*Study questions:*
1) In the help page on testing odds-ratio homogeneity, what is the default value of conf_level?
2) Please mark each statement (a), (b), (c) yes or no according to the help page on testing odds-ratio homogeneity, quoting the words that decide it. (a) The function refits the model with the equality constraint imposed. (b) A multi-level factor exposure receives a single omnibus test across its levels. (c) The Wald statistic has M - 1 degrees of freedom.

*Excerpted passage:*
▼▼▼

Test homogeneity of an exposure’s odds ratios across disease subtypes

Description

Given a fitted polytomous (multinomial) case-control model from matcha() (estimator = “polytomous”), tests whether the exposure acts the same way on every disease subtype — the etiologic-heterogeneity question — and reports the efficient pooled ("common") odds ratio that holds under homogeneity. For each exposure term the null hypothesis is that its log odds ratio is equal across the non-reference outcome groups (H0: beta_1 = beta_2 = … = beta_M).

Usage

test_homogeneity(fit, conf_level = 0.95)

Arguments

fit A matchatr_fit returned by matcha() whose engine is “multinom” (i.e. estimator = “polytomous”).
conf_level Numeric confidence level for the common-OR interval, a single number strictly in (0, 1). Defaults to 0.95.

Details

The test is the Wald test of the canonical etiologic-heterogeneity analysis (Begg & Gray, 1984; as implemented in riskclustr::eh_test_subtype): with the stacked subtype log odds ratios b (length M = number of non-reference groups) and their joint covariance V from the multinomial information matrix, and a full-rank contrast matrix C (M - 1 rows) that differences consecutive subtypes,

W = (C b)’ (C V C’)^-1 (C b) ~ chi-squared with M - 1 degrees of freedom.

The common odds ratio is the minimum-variance (generalized-least-squares / inverse-variance) combination of the subtype log odds ratios — the restricted estimator under the equality constraint, asymptotically equivalent to the constrained maximum-likelihood fit:

b_common = (1’ V^-1 b) / (1’ V^-1 1), Var(b_common) = 1 / (1’ V^-1 1),

exponentiated to the odds-ratio scale with a Wald interval on the log scale (so the interval is asymmetric on the OR scale). Because the constraint is imposed on the already-fitted unconstrained model, no refit is needed and the test handles continuous confounders directly. The pooled estimate is more efficient than any single subtype odds ratio (Begg & Gray, 1984): its standard error is smaller than each pooled term’s.

Each exposure term is tested separately (one "risk factor" per column): a binary or continuous exposure contributes one row, an unordered factor exposure one row per non-reference level. There is no omnibus test across the levels of a multi-level factor exposure — it yields one independent homogeneity test per level, so adjust for multiple comparisons if several levels are screened. The fit must be the polytomous multinomial engine (three or more outcome groups); any other engine — or a fit that produced no model — is rejected.

▲▲▲

*Given data:*
▼▼▼

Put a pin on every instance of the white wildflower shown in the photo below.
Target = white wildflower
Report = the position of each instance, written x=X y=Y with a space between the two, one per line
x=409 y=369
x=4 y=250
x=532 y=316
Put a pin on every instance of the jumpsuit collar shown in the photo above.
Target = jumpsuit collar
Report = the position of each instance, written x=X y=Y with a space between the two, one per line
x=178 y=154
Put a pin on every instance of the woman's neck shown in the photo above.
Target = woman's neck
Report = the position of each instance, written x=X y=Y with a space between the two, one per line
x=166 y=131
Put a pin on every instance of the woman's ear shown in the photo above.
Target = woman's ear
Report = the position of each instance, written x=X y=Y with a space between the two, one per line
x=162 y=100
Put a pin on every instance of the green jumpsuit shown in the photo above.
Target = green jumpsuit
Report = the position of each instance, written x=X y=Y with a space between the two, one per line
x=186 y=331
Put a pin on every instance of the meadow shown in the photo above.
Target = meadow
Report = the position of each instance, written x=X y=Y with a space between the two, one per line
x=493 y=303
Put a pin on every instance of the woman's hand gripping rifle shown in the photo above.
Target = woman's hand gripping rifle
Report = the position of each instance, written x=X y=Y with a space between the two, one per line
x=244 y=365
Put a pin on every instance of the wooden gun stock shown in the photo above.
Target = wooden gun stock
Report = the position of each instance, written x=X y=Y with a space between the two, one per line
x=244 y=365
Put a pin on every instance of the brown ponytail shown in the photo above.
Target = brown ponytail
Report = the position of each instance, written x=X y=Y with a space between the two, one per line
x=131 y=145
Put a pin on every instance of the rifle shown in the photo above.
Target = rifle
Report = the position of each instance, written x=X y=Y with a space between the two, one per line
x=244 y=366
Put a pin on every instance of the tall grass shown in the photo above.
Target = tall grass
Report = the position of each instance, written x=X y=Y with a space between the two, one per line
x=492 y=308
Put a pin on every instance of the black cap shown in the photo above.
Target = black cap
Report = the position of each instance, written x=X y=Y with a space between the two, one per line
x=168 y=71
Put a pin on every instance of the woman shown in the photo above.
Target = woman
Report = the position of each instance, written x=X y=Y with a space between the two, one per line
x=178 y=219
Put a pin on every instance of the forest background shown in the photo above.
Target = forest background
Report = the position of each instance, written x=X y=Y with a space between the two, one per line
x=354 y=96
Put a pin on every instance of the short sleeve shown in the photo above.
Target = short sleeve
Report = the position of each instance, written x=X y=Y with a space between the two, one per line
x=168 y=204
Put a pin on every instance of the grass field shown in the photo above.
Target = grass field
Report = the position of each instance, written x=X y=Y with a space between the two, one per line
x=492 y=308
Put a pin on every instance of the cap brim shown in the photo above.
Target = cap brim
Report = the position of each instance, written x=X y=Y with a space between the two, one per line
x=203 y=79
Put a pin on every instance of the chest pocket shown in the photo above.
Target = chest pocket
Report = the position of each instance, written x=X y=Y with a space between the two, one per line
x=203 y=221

▲▲▲

*Answers for this exercise:*
1) 0.95

2)
(a) No: "no refit is needed"
(b) No: "There is no omnibus test across the levels of a multi-level factor exposure"
(c) Yes: "chi-squared with M - 1 degrees of freedom"